Task item: The pictures stay out. Please retype every line below exactly.
--
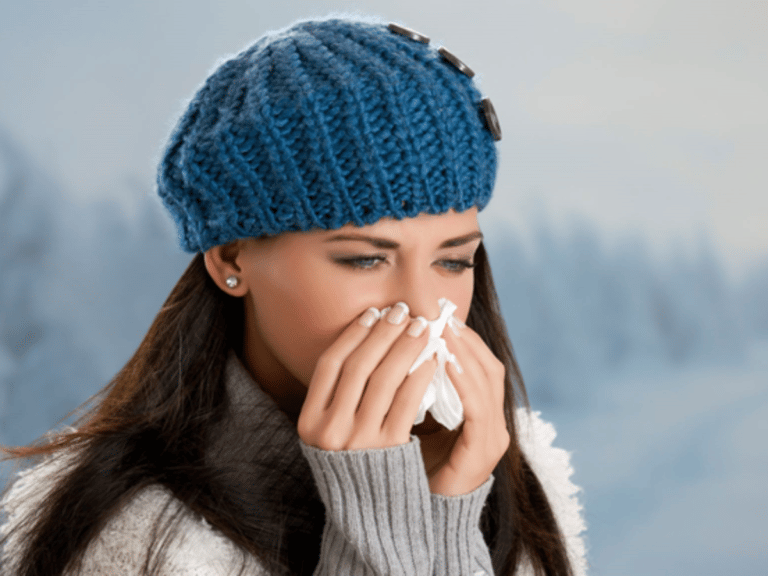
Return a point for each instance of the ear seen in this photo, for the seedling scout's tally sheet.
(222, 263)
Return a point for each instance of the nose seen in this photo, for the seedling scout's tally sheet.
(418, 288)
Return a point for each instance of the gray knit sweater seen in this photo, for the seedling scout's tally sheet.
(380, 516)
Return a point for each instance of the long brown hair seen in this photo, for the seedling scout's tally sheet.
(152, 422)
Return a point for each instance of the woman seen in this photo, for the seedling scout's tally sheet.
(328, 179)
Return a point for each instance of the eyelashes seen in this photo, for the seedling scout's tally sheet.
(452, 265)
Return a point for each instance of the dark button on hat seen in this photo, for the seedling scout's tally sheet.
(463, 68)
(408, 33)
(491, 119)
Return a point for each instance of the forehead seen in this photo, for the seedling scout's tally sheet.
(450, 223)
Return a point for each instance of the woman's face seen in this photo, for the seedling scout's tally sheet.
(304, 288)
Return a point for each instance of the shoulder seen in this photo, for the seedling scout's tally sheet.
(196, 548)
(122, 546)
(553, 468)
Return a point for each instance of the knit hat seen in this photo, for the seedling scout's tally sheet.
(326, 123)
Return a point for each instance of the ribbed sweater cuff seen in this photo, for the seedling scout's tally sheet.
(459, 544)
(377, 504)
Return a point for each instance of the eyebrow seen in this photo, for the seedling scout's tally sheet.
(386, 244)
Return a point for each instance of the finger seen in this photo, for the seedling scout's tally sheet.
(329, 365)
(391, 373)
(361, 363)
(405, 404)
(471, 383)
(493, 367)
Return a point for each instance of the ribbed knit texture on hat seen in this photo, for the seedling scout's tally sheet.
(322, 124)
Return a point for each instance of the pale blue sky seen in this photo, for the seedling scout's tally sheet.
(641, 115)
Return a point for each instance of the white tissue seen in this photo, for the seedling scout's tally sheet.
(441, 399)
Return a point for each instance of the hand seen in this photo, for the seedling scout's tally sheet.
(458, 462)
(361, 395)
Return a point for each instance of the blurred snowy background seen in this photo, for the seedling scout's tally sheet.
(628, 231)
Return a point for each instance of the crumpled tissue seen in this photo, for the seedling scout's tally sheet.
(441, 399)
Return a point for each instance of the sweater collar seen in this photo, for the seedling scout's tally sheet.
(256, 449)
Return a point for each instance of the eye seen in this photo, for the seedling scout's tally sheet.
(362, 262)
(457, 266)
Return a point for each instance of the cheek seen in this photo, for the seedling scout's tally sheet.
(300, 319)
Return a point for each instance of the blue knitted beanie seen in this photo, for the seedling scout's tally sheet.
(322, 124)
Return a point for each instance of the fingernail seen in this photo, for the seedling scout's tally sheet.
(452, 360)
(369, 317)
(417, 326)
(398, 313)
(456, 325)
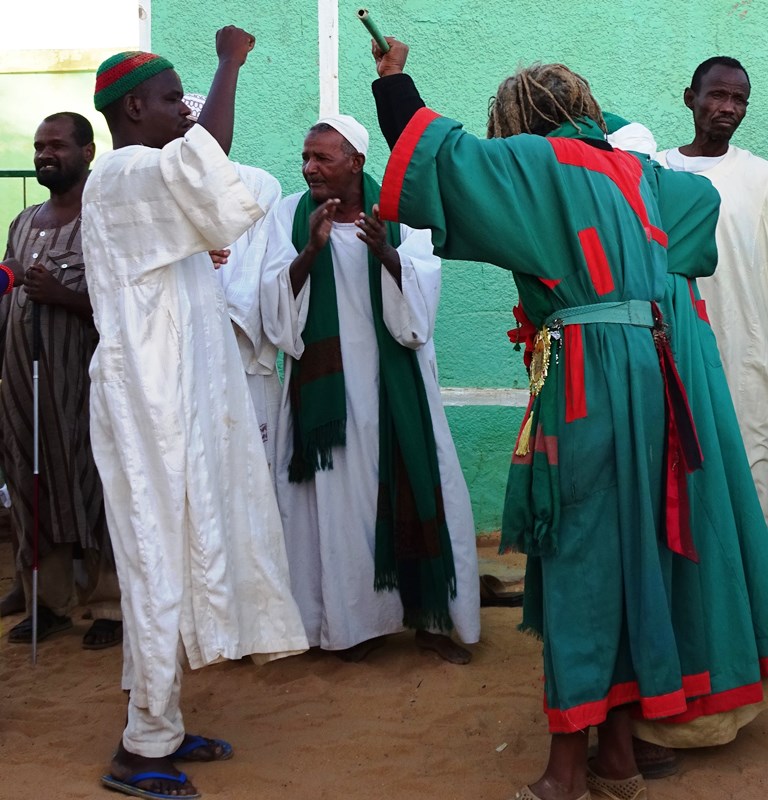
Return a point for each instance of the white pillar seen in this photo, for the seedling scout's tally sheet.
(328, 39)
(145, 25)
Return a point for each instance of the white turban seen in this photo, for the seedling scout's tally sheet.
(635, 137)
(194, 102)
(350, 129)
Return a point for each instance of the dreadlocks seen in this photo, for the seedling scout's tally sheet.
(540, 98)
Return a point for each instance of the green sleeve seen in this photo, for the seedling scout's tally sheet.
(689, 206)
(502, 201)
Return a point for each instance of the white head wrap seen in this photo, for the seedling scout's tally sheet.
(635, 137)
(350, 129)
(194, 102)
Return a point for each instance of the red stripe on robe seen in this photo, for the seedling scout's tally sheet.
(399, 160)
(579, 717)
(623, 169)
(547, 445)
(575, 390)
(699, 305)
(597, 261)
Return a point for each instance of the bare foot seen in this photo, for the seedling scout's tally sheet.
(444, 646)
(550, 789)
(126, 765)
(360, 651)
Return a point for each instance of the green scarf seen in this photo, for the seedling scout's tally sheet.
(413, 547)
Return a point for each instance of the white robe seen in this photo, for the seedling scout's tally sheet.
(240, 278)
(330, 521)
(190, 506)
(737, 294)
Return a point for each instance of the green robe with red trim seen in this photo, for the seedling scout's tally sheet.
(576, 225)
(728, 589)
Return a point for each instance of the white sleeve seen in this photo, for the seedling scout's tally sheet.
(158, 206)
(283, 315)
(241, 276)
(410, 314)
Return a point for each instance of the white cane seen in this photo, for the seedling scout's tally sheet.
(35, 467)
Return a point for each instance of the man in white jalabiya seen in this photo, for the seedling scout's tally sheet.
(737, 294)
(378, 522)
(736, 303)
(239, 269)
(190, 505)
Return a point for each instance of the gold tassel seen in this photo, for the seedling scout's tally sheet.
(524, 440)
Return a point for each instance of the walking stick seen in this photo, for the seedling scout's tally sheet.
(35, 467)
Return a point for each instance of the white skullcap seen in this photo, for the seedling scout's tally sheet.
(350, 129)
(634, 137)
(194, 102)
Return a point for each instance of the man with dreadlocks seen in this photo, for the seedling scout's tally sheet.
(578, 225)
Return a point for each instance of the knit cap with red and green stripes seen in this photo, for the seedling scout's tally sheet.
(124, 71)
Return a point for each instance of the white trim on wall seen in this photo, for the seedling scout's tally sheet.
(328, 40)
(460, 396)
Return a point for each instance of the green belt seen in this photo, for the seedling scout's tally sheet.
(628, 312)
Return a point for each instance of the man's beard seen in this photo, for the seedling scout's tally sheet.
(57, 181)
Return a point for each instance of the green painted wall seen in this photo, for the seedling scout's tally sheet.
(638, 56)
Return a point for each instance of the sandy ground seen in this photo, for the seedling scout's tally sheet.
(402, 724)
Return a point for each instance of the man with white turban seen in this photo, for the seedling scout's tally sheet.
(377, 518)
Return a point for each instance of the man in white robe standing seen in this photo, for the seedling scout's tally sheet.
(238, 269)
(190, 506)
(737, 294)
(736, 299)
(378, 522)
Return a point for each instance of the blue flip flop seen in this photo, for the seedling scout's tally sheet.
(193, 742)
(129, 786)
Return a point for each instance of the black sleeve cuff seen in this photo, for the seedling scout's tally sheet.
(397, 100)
--
Solution to the problem:
Return a point for each instance of the ear seen in this photo, for the seedling scout's tally sheet.
(222, 263)
Return a point for each instance of the nose seen in this photo, for the seedling scout's tally sheet.
(418, 288)
Return a point for each instance of the gray knit sweater seen in this photo, for the seedling scout's tally sheet.
(380, 516)
Return a point for each instance of the long brown hair seen in this photo, for the seedling scout's tally sheet.
(152, 422)
Return a point for each instance of the woman seen in this photo, for the seedling scout's tally sheet.
(328, 179)
Return a point for each instance of the eyelashes seen in this photo, for the seedling scout's tally sheet.
(452, 265)
Return a point for each instance of the dark button on hat seen in this photo, for the seedling scout's tally sheet.
(463, 68)
(408, 33)
(491, 119)
Return a point for each instance of the forehead seen in this photo, for the seedling scout's tally sheet.
(450, 223)
Return a point for each instance of the woman's face seen in this photo, for the seedling scout's tally sheet.
(304, 288)
Return a point for each instance of the shoulder seen in this photo, for the seedling scout's tally sheet.
(196, 548)
(122, 546)
(553, 468)
Return a point for each instance of the knit hat seen in this photo, for the seedling scout's tally sheet.
(326, 123)
Return a point for each instance of the ribbed sweater cuff seen in this photo, for the seedling scout's tally sheet.
(459, 544)
(377, 504)
Return a point for each instance of the eyebrow seen in this photo, for the seedling scout's tally sheet.
(386, 244)
Return a point for each instance of the finger seen in this photo, for the seedling scout's tally sheet.
(329, 365)
(391, 373)
(361, 363)
(405, 404)
(471, 383)
(493, 367)
Return a point for each instance of the ribbed knit texture on hat seen in this photo, for the seedling scout's tally sheet.
(322, 124)
Return a point for each instance of the pale blue sky seen in this photo, for the seedling scout's tally sheet.
(641, 115)
Return a point for each instance of the white tissue seen in this photo, for the seedling scout's tally sheet.
(441, 399)
Return a point for each instance of the hand seen in this photo, for the seedling scout's tally sheet.
(458, 462)
(361, 395)
Return a point for each instance of the blurred snowy background seen in this photo, for the seedling scout's tally sheet.
(628, 231)
Return a point for each instance of the crumpled tissue seen in this photo, for the seedling scout's tally sheet.
(441, 399)
Return a point for each instance of the sweater collar seen in this photo, for the seedling scout's tally sheet.
(256, 449)
Return a point for each instance of the eye seen in this photo, for the seedling scout's tally sheet.
(362, 262)
(457, 266)
Return a point for each instance of the cheek seen in this photo, for the seedling scout's tally sheet.
(300, 319)
Return a point for each instance of the blue knitted beanie seen in this photo, for the seedling scout's tally sheet.
(322, 124)
Return a point for each instance of the fingernail seen in this photo, for the seedling scout's tally sheet.
(452, 360)
(369, 317)
(417, 326)
(398, 313)
(456, 325)
Return a point for each instance of the white pillar seen in this photo, for the seedling scout's tally sheet.
(328, 39)
(145, 25)
Return a point for each instance of the white turban seen in this photo, for the seedling scout's tally sheet.
(635, 137)
(194, 102)
(350, 129)
Return a point for each instance of the dreadlocks seen in this photo, for the seedling scout's tally sheet.
(540, 98)
Return a point for each instance of the green sleeve seen in this photo, for the seedling scout's tally sheet.
(689, 206)
(502, 201)
Return a point for each instance of the white head wrap seen in this photo, for the seedling scout's tally sheet.
(635, 137)
(350, 129)
(194, 102)
Return a point for each instance of the red stripe on robe seen in this photo, for the seedling scout's tally sheet.
(399, 160)
(579, 717)
(623, 169)
(547, 445)
(575, 390)
(699, 305)
(597, 261)
Return a point for each instance of the bare foot seen in this photo, for the seedling scout's tally sheet.
(444, 646)
(550, 789)
(126, 765)
(360, 651)
Return a point for each instance of the green scarf seen in this photo, for the seedling scout's tally sheet.
(413, 547)
Return a point for each instance of the white robe seen in this photo, for the seedling scout's tally sheet.
(240, 278)
(330, 521)
(190, 506)
(737, 294)
Return a point for each instance of the green robe with red trim seen in this photo, for the seedling scout's tally sheet.
(576, 225)
(728, 589)
Return a point for each instance of the white sleeve seen in this photo, for the seedling scout's tally sheet.
(158, 206)
(283, 315)
(241, 276)
(410, 314)
Return a point for each instance of the white cane seen in this photo, for the seedling scout's tally sheet.
(35, 467)
Return a point for each instance of the man in white jalabiya seen in this photo, for the seedling scout's tally sheet.
(737, 294)
(378, 522)
(736, 303)
(239, 269)
(190, 505)
Return a point for each instance of the gold tassel seen in this photo, for the seedling scout's tally sheet.
(524, 440)
Return a point for each instance of the walking stick seen in this photo, for the seedling scout's tally sheet.
(35, 467)
Return a point for each instance of the white skullcap seen in this photo, for the seedling scout's tally sheet.
(350, 129)
(634, 137)
(194, 102)
Return a point for each instance of the man with dreadlocks seen in this photo, for the seedling scout's tally sheet.
(578, 225)
Return a point for each instance of the knit cap with red and green stripes seen in this photo, for the seedling scout's tally sheet.
(124, 71)
Return a point for each instance of the white trim on wall seen in this photo, for the seedling scout's tally sheet.
(328, 40)
(460, 396)
Return a point for each instance of the green belt seen in this photo, for the seedling scout's tally sheet.
(628, 312)
Return a point for each instance of the man's beard seen in this photo, for the seedling scout's tally sheet.
(57, 181)
Return a point for each instance of the green painted wall seen in this photo, for the seedling scout's tally sheet.
(638, 56)
Return a point for each instance of the sandy ground seen in this photo, for the seedling scout's tally sheet.
(402, 724)
Return a point for each instance of the man with white turban seen in this photo, for the seedling scout's tally sheet.
(377, 518)
Return a point for each instance of the man in white robe standing seen in this photo, for the seedling scout's tally sheet.
(238, 269)
(190, 506)
(737, 294)
(736, 299)
(378, 522)
Return a point for each instance of the blue flip flop seen in this photo, for the seedling scout's tally sheet.
(193, 742)
(129, 786)
Return a point for each instance of the black sleeve cuff seen in this photo, for the seedling scout's tally sheet.
(397, 100)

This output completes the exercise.